** Start Dataset rows **

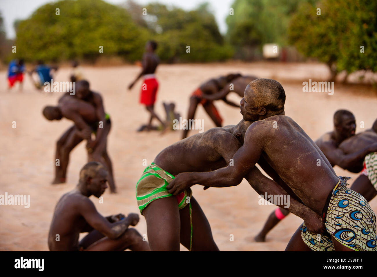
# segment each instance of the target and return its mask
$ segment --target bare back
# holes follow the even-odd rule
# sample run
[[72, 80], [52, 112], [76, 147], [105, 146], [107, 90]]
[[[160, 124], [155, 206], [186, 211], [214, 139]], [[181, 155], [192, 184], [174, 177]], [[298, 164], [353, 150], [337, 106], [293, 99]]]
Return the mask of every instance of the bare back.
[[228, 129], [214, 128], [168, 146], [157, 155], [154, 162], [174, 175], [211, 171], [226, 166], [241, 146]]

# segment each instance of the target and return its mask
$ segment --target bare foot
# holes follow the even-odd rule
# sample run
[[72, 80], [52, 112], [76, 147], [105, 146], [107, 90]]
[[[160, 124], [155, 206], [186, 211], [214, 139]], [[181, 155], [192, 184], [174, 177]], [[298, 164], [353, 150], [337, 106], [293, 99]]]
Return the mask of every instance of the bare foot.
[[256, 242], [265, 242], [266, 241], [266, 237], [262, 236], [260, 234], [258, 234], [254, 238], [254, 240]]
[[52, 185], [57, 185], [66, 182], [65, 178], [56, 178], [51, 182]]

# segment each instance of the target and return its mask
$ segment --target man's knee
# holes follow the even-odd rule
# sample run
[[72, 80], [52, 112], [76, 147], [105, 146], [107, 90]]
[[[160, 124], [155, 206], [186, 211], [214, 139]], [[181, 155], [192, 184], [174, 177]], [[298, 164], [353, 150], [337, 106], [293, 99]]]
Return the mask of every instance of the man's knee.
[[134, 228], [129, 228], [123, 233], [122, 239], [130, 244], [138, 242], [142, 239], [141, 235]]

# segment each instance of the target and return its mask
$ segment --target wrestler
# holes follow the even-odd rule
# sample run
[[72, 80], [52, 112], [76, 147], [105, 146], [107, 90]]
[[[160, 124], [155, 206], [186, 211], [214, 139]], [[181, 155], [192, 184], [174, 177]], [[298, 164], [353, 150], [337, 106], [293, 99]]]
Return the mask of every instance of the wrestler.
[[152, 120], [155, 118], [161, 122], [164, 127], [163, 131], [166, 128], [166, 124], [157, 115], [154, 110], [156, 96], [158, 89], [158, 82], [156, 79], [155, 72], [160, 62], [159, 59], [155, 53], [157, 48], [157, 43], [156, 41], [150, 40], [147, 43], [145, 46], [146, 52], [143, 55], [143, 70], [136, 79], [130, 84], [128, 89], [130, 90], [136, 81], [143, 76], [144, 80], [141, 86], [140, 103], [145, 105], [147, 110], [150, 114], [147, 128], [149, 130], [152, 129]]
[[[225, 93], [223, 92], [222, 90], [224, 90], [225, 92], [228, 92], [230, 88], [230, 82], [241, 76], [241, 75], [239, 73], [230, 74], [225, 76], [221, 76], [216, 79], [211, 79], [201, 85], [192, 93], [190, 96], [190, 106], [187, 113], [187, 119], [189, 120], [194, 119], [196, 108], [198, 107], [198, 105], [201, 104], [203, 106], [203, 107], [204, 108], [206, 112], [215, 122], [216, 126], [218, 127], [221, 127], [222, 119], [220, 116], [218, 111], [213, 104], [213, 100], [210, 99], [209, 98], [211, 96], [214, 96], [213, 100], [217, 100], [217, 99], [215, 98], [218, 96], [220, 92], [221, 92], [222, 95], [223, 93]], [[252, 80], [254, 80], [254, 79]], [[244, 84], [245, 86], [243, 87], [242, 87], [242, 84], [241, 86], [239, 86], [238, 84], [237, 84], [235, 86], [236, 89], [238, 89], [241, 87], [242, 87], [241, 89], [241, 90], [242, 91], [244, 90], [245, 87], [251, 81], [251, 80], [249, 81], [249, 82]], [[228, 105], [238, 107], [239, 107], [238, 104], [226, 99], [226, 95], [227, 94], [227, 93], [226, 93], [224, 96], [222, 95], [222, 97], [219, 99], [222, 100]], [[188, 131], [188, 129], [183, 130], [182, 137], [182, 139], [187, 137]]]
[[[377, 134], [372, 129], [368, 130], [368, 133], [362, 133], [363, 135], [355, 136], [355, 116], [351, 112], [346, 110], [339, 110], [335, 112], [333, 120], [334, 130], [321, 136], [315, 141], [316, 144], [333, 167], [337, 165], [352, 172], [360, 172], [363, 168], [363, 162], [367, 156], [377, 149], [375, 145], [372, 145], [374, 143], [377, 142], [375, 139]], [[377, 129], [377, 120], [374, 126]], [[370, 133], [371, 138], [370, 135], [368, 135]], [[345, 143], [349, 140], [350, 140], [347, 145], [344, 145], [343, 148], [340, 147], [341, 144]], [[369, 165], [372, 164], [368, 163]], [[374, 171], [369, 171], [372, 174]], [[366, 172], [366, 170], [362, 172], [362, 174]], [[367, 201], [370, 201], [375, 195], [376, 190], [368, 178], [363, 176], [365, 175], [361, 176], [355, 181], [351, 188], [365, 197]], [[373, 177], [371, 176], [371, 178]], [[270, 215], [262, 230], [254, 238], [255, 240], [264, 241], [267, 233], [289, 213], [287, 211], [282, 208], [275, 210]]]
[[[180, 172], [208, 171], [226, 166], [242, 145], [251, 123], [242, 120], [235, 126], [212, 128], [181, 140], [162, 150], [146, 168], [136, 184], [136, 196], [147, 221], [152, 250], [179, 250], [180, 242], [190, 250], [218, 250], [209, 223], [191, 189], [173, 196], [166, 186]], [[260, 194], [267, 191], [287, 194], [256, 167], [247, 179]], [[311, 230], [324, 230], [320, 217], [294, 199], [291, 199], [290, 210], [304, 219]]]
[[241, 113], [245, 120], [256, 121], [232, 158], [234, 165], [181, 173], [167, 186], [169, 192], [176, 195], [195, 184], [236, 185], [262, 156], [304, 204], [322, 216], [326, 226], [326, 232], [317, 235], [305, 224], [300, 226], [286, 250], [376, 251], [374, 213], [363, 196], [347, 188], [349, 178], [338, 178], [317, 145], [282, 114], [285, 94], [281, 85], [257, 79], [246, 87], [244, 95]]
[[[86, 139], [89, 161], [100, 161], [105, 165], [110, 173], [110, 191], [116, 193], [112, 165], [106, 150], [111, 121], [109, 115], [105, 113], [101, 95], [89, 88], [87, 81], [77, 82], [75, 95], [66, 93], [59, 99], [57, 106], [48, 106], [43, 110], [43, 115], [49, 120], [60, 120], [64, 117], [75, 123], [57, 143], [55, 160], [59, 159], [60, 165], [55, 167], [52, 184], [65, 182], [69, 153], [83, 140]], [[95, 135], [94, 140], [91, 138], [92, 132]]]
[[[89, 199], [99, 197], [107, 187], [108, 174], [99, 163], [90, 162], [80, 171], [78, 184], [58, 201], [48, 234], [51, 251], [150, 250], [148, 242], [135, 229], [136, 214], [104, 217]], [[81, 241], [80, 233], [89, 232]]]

** End Dataset rows **

- What this task involves -
Write out every line of the data above exactly as it appears, leaving out the pictures.

- Written response -
# segment each instance of the target and return its mask
$ segment --target bare back
# holes follow the even-odd rule
# sample run
[[72, 80], [52, 112], [76, 147], [105, 146], [107, 90]]
[[[160, 124], [155, 206], [186, 211], [214, 139]], [[181, 155], [192, 184], [174, 177]], [[298, 164], [353, 150], [337, 106], [293, 99]]]
Return the mask of every instance of the bare back.
[[228, 129], [214, 128], [168, 146], [157, 155], [154, 162], [174, 175], [211, 171], [226, 166], [241, 146]]

# segment each instance of the target and return its mask
$ segment --target bare foot
# holes follow the even-odd rule
# sample run
[[72, 80], [52, 112], [76, 147], [105, 146], [107, 90]]
[[[160, 124], [155, 206], [186, 211], [214, 139]], [[181, 155], [192, 184], [174, 177]], [[298, 164], [353, 150], [337, 106], [293, 99]]]
Return the mask of every instance of the bare foot.
[[256, 242], [265, 242], [266, 241], [266, 237], [262, 236], [260, 234], [258, 234], [254, 238], [254, 240]]
[[52, 185], [57, 185], [66, 182], [65, 178], [56, 178], [51, 182]]

# segment each instance of the target and return its mask
$ segment --target man's knee
# holes follow the even-odd rule
# sample run
[[72, 80], [52, 112], [76, 147], [105, 146], [107, 90]]
[[[160, 124], [155, 206], [186, 211], [214, 139]], [[181, 155], [192, 184], [174, 177]], [[298, 164], [353, 150], [337, 106], [293, 99]]]
Return the mask of every instance of the man's knee.
[[134, 228], [129, 228], [123, 233], [122, 239], [130, 244], [138, 242], [142, 239], [141, 235]]

# segment each instance of the target and return its mask
$ segment --target wrestler
# holes follow the even-odd rule
# sample run
[[72, 80], [52, 112], [76, 147], [105, 146], [107, 90]]
[[[160, 124], [155, 206], [186, 211], [214, 139]], [[181, 155], [192, 184], [174, 177]], [[298, 164], [353, 150], [337, 106], [293, 99]]]
Return the mask of every instance of the wrestler.
[[152, 120], [155, 118], [161, 122], [164, 127], [163, 131], [166, 128], [166, 124], [157, 115], [154, 110], [156, 96], [158, 89], [158, 82], [156, 79], [155, 72], [160, 62], [159, 59], [155, 53], [157, 48], [157, 43], [156, 41], [150, 40], [147, 43], [145, 46], [146, 52], [143, 55], [143, 70], [136, 79], [130, 84], [128, 89], [130, 90], [136, 81], [143, 76], [144, 80], [141, 86], [140, 103], [145, 105], [147, 110], [150, 114], [147, 128], [149, 130], [152, 129]]
[[[225, 93], [223, 92], [222, 90], [224, 90], [225, 92], [228, 92], [230, 88], [230, 82], [241, 76], [241, 75], [239, 73], [230, 74], [225, 76], [221, 76], [216, 79], [211, 79], [201, 85], [192, 93], [190, 96], [190, 106], [187, 113], [187, 119], [189, 120], [194, 119], [196, 108], [198, 107], [198, 105], [201, 104], [203, 106], [203, 107], [204, 108], [206, 112], [215, 122], [216, 126], [218, 127], [221, 127], [222, 119], [220, 116], [218, 111], [213, 104], [213, 100], [210, 99], [209, 98], [211, 96], [214, 96], [213, 100], [217, 100], [217, 99], [215, 98], [218, 96], [220, 92], [221, 92], [222, 95], [223, 93]], [[252, 80], [254, 80], [254, 79]], [[244, 84], [245, 86], [243, 87], [242, 87], [242, 84], [241, 86], [239, 86], [238, 84], [237, 84], [235, 86], [236, 89], [238, 89], [241, 87], [242, 87], [241, 89], [241, 90], [242, 91], [244, 90], [245, 87], [251, 81], [251, 80], [249, 81], [249, 82]], [[228, 105], [238, 107], [239, 107], [238, 104], [226, 99], [226, 95], [227, 94], [227, 93], [226, 93], [224, 96], [222, 95], [222, 97], [219, 99], [222, 100]], [[188, 131], [188, 129], [183, 130], [182, 137], [182, 139], [187, 137]]]
[[[377, 134], [372, 129], [368, 130], [368, 133], [362, 133], [363, 135], [355, 136], [355, 116], [351, 112], [346, 110], [339, 110], [335, 112], [333, 120], [334, 130], [321, 136], [315, 141], [316, 144], [333, 167], [337, 165], [352, 172], [360, 172], [363, 168], [363, 162], [367, 156], [377, 149], [375, 145], [372, 145], [374, 143], [377, 142], [375, 139]], [[377, 129], [377, 120], [374, 126]], [[370, 133], [371, 138], [370, 135], [368, 135]], [[345, 143], [349, 140], [350, 140], [347, 145], [344, 145], [343, 148], [340, 147], [341, 144]], [[369, 165], [372, 164], [368, 163]], [[374, 171], [369, 171], [372, 174]], [[366, 172], [366, 170], [362, 172], [362, 174]], [[367, 201], [370, 201], [375, 195], [376, 190], [368, 178], [363, 176], [365, 175], [361, 176], [355, 181], [351, 188], [365, 197]], [[373, 177], [371, 176], [371, 178]], [[270, 215], [262, 230], [254, 238], [255, 240], [264, 241], [267, 233], [289, 213], [287, 211], [282, 208], [275, 210]]]
[[[180, 172], [208, 171], [226, 166], [242, 145], [251, 123], [242, 120], [235, 126], [212, 128], [181, 140], [162, 150], [146, 168], [136, 184], [136, 196], [147, 221], [152, 250], [179, 250], [180, 242], [190, 250], [218, 250], [209, 223], [191, 189], [173, 196], [166, 186]], [[260, 194], [267, 191], [287, 194], [256, 167], [247, 179]], [[311, 230], [324, 230], [320, 217], [294, 199], [291, 199], [290, 210], [304, 219]]]
[[241, 113], [245, 120], [256, 121], [232, 158], [234, 165], [181, 173], [167, 186], [169, 192], [176, 195], [195, 184], [236, 185], [262, 156], [304, 204], [322, 216], [326, 226], [326, 232], [317, 235], [305, 224], [300, 226], [286, 250], [376, 251], [374, 213], [363, 196], [347, 188], [349, 178], [338, 178], [317, 145], [282, 114], [285, 94], [281, 85], [257, 79], [246, 87], [244, 95]]
[[[86, 139], [89, 161], [100, 161], [105, 165], [110, 173], [110, 191], [116, 193], [112, 165], [106, 150], [111, 121], [109, 115], [105, 113], [101, 95], [89, 88], [87, 81], [77, 82], [75, 95], [66, 93], [59, 99], [57, 106], [48, 106], [43, 110], [43, 115], [49, 120], [60, 120], [64, 117], [75, 123], [57, 143], [55, 160], [59, 159], [60, 165], [55, 167], [52, 184], [65, 182], [69, 153], [83, 140]], [[95, 135], [94, 140], [91, 138], [92, 132]]]
[[[89, 199], [99, 197], [107, 187], [108, 174], [99, 163], [90, 162], [80, 171], [78, 184], [58, 201], [48, 234], [51, 251], [150, 250], [148, 242], [135, 229], [136, 214], [104, 217]], [[81, 241], [80, 233], [89, 232]]]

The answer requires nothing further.